# Exercise brief:
Repeat precisely, and only, the lines between the line containing "Spot the white runway" and the end of the listing below, both ends included.

# Input material:
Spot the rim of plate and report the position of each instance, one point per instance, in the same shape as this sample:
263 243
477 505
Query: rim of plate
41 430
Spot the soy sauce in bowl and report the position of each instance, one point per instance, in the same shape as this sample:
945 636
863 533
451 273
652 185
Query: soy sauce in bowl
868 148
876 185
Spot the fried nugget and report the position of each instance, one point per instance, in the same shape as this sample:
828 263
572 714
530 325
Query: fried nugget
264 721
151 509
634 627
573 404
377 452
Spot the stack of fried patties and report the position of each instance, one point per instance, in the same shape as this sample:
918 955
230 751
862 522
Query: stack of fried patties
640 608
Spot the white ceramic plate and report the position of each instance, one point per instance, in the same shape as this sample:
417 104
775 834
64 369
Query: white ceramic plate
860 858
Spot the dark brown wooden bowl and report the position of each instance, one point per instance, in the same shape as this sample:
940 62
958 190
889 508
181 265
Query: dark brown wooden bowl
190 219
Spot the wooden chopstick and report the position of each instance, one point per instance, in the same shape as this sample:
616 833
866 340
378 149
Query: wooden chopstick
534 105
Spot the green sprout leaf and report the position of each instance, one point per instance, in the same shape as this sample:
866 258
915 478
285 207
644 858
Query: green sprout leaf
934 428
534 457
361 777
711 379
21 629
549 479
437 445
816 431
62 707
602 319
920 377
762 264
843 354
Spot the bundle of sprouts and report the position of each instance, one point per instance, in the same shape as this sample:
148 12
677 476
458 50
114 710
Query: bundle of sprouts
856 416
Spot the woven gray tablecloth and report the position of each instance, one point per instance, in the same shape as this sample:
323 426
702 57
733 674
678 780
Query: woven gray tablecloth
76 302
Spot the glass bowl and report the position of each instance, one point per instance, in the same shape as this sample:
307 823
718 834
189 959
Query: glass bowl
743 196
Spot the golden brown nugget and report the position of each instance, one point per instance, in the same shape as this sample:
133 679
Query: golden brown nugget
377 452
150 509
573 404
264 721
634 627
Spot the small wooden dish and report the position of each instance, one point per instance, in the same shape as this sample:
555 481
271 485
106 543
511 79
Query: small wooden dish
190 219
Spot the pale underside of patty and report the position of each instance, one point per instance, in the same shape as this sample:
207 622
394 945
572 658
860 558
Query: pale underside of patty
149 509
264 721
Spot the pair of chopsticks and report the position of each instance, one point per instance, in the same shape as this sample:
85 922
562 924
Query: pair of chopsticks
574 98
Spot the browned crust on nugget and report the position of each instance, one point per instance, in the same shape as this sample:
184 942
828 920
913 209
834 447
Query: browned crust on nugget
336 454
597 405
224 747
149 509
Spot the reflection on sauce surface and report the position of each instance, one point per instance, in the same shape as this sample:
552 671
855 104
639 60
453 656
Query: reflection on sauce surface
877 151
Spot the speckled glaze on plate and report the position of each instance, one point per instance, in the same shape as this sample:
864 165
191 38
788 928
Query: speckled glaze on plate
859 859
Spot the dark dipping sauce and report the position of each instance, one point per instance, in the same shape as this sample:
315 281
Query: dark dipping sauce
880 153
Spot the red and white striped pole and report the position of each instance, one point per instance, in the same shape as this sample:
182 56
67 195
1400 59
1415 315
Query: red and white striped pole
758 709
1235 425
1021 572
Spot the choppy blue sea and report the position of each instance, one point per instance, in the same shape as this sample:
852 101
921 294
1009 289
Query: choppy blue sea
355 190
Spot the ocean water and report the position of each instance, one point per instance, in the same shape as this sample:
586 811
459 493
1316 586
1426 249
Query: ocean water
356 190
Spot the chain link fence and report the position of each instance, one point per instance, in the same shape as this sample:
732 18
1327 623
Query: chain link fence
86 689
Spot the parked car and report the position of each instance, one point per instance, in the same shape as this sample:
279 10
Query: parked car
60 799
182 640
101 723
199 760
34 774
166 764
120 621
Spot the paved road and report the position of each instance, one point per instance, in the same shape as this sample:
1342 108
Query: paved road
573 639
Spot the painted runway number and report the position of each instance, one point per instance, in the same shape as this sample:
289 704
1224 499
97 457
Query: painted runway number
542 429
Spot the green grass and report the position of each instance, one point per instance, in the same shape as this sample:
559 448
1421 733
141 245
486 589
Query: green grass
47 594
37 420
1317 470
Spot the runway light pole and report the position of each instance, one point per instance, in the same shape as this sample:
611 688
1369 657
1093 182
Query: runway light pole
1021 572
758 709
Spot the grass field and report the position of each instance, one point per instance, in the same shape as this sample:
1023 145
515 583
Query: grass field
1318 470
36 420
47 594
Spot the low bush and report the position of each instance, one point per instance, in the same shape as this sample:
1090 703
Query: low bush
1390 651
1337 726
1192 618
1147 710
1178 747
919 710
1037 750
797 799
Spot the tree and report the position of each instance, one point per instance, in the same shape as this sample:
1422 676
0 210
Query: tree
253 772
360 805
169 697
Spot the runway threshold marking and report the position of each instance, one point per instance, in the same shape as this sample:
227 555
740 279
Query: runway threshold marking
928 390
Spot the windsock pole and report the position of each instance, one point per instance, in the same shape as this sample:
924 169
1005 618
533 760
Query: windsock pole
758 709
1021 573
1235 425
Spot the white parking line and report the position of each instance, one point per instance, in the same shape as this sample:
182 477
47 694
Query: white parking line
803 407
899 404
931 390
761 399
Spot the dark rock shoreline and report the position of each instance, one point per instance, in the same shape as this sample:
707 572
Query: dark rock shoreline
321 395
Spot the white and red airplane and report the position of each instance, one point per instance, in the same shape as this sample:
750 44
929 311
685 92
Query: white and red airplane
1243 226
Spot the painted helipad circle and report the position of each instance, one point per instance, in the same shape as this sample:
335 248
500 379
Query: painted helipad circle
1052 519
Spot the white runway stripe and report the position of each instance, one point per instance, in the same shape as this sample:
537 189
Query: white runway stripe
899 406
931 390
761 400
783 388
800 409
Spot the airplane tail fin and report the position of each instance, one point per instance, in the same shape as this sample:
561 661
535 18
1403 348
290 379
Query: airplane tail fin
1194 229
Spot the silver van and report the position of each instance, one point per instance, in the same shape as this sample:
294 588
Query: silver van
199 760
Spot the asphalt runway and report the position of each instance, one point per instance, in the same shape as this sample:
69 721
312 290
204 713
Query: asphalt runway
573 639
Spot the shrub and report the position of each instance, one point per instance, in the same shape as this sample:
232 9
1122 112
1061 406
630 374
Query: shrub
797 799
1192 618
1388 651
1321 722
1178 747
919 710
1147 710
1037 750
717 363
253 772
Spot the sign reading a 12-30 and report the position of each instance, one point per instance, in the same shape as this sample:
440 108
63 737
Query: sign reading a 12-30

# Written solution:
Spot the white runway stripe and report the position of each instance, one point per instance, in the same shape as this sample:
537 189
Query: white runway stripe
899 406
931 390
761 400
783 388
800 409
Spot the airplane tail fin and report the position of each instance, one point per instance, in the same shape as this sample:
561 661
535 18
1403 348
290 379
Query: airplane tail fin
1194 229
Spot the silver van and report the position of each instance, one point per instance, in the same shape as this sample:
294 588
Query: silver van
199 760
Spot the asphalt runway and report the position of each instance, one point per instance, in the same shape as this sample:
69 721
312 290
204 713
Query: asphalt runway
573 639
Spot the shrub and report the position of each instance, one point per instance, in the same shape as this sample:
232 9
1122 112
1061 406
630 374
Query: shrub
797 799
1192 618
1388 651
1321 722
1178 747
919 710
1147 710
1037 750
717 363
253 772
Spot the sign reading a 12-30 and report the position of each instance, one point per instance, in the same shape as this sample:
440 108
63 737
Query: sign reading a 12-30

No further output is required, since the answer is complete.